*Extrait:*
Au-delà du « régime cellulaire de la nationalité »
Notre drapeau est le drapeau de la République universelle
En écrivant que la Commune de Paris fut importante non par les idéaux qu’elle s’efforça d’atteindre mais par sa propre « existence en acte », Marx soulignait l’absence totale chez les insurgés d’un projet partagé sur la société à venir. La Commune, en ce sens, fut un laboratoire d’inventions politiques, improvisées sur place ou bricolées à partir de scénarios ou d’expressions du passé, repensés selon les besoins du moment, et nourris des désirs nés au cours des réunions populaires de la fin de l’Empire.
Menée sous le drapeau de la République universelle, l’insurrection dans la capitale a toujours résisté, en tant qu’événement et en tant qu’élément de la culture politique, à toute intégration fluide dans le récit national. Comme le dit des années après l’un de ses participants, la Commune fut avant tout « un acte audacieux d’internationalisme ». Sous la Commune, Paris ne voulait pas être la capitale de la France mais une collectivité autonome au sein d’une fédération universelle des peuples. Elle ne souhaitait pas être un État mais un des éléments, une des entités, d’une fédération de communes qui devait se développer à l’échelle internationale. Pourtant, chez les historiens, en dehors de l’allusion de rigueur aux nombreux étrangers, et aux personnalités étrangères notamment, parmi ses participants, l’originalité que constitua le caractère non nationaliste de la Commune n’a pas été reconnue. Et les traces de la manière dont cet aspect de son imaginaire politiquebpropre fut produit et mis en pratique sont difficilement perceptibles dans l’historiographie classique de cet événement, qui s’intéresse principalement aux manœuvres militaires et aux disputes et aux réalisations législatives de l’Hôtel de Ville.

*Données fournies:*
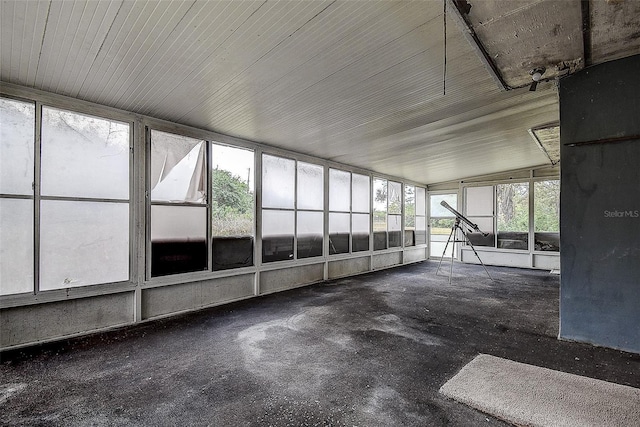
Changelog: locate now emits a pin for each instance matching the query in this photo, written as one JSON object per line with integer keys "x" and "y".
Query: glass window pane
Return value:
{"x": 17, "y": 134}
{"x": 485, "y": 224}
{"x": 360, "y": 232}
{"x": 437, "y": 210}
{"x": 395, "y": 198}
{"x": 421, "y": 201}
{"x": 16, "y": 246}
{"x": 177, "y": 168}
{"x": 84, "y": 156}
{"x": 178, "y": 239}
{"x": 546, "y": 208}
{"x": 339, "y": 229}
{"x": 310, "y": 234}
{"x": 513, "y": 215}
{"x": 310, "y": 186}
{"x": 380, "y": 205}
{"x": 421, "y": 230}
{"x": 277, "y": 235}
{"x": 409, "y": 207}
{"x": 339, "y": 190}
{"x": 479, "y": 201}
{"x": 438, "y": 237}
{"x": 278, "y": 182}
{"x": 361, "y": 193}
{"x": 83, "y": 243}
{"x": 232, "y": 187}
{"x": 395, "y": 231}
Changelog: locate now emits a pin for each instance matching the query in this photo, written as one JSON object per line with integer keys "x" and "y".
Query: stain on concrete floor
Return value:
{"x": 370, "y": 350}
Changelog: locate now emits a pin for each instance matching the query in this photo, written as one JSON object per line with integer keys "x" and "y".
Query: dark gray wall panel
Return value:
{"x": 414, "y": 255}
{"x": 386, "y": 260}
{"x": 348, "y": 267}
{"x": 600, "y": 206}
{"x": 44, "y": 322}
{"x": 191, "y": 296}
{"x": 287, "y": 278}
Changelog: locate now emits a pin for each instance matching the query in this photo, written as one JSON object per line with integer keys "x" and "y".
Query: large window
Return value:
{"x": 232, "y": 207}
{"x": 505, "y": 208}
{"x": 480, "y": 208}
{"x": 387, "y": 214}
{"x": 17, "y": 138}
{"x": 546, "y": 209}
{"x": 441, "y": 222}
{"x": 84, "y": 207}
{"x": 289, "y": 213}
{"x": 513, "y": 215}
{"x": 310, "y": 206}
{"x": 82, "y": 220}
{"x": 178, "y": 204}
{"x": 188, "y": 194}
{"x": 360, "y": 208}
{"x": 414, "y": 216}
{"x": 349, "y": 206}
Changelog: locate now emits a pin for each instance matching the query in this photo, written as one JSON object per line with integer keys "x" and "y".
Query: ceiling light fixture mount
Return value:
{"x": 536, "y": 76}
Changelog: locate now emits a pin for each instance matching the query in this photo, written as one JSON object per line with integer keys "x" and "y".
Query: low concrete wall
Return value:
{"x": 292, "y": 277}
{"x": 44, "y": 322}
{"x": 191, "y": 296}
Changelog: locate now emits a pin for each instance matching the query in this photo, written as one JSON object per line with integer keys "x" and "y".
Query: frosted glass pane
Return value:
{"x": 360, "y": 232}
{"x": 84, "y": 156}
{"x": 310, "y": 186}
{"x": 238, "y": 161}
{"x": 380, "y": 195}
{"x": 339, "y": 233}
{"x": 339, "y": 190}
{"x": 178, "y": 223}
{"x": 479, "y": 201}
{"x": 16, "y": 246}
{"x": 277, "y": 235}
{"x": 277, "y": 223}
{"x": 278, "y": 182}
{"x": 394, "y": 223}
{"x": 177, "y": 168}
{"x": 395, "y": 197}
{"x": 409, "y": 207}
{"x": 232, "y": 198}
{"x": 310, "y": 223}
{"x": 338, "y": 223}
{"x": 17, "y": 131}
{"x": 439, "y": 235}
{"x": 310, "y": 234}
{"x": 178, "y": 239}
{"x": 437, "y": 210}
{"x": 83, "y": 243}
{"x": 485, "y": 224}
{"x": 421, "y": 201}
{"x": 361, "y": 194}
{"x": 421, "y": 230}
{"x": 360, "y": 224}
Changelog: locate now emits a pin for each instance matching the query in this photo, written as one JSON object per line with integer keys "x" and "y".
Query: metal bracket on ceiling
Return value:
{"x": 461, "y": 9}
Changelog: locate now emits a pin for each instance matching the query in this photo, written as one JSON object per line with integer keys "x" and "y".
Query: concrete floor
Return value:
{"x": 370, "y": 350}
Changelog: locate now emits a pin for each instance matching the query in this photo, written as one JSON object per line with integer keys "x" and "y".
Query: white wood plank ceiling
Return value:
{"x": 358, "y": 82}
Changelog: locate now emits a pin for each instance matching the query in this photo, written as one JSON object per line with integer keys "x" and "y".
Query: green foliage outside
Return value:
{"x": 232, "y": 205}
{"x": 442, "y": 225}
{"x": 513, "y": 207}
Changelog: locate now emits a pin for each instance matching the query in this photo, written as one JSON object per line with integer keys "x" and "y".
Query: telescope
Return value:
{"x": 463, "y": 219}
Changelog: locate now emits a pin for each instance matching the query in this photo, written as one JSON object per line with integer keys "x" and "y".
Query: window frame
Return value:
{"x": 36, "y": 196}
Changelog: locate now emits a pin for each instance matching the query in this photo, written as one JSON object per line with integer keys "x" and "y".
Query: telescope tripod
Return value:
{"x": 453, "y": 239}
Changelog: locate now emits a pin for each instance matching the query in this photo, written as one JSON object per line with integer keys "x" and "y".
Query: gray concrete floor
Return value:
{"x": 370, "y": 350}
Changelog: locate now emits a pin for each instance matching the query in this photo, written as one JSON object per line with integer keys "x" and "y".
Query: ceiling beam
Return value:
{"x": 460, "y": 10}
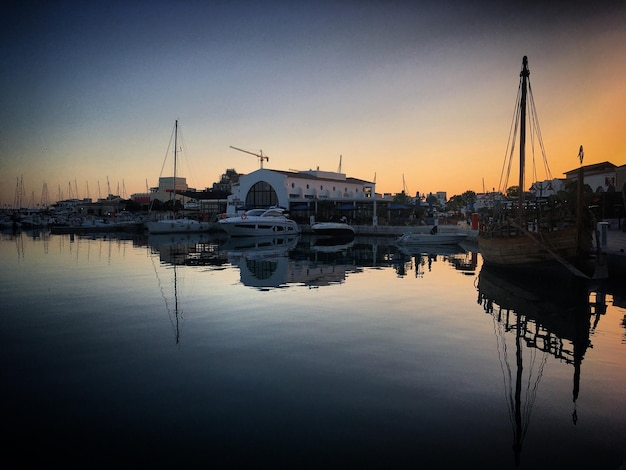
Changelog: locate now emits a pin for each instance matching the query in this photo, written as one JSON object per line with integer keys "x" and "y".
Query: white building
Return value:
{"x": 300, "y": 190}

*Consigne:*
Dans l'extrait sur la Commune de Paris, à quoi l'historiographie classique de l'événement s'intéresse-t-elle principalement ? Citez tout ce qu'il mentionne. Appuyez-vous uniquement sur l'extrait.

*Corrigé:*
Aux manœuvres militaires, aux disputes et aux réalisations législatives de l'Hôtel de Ville.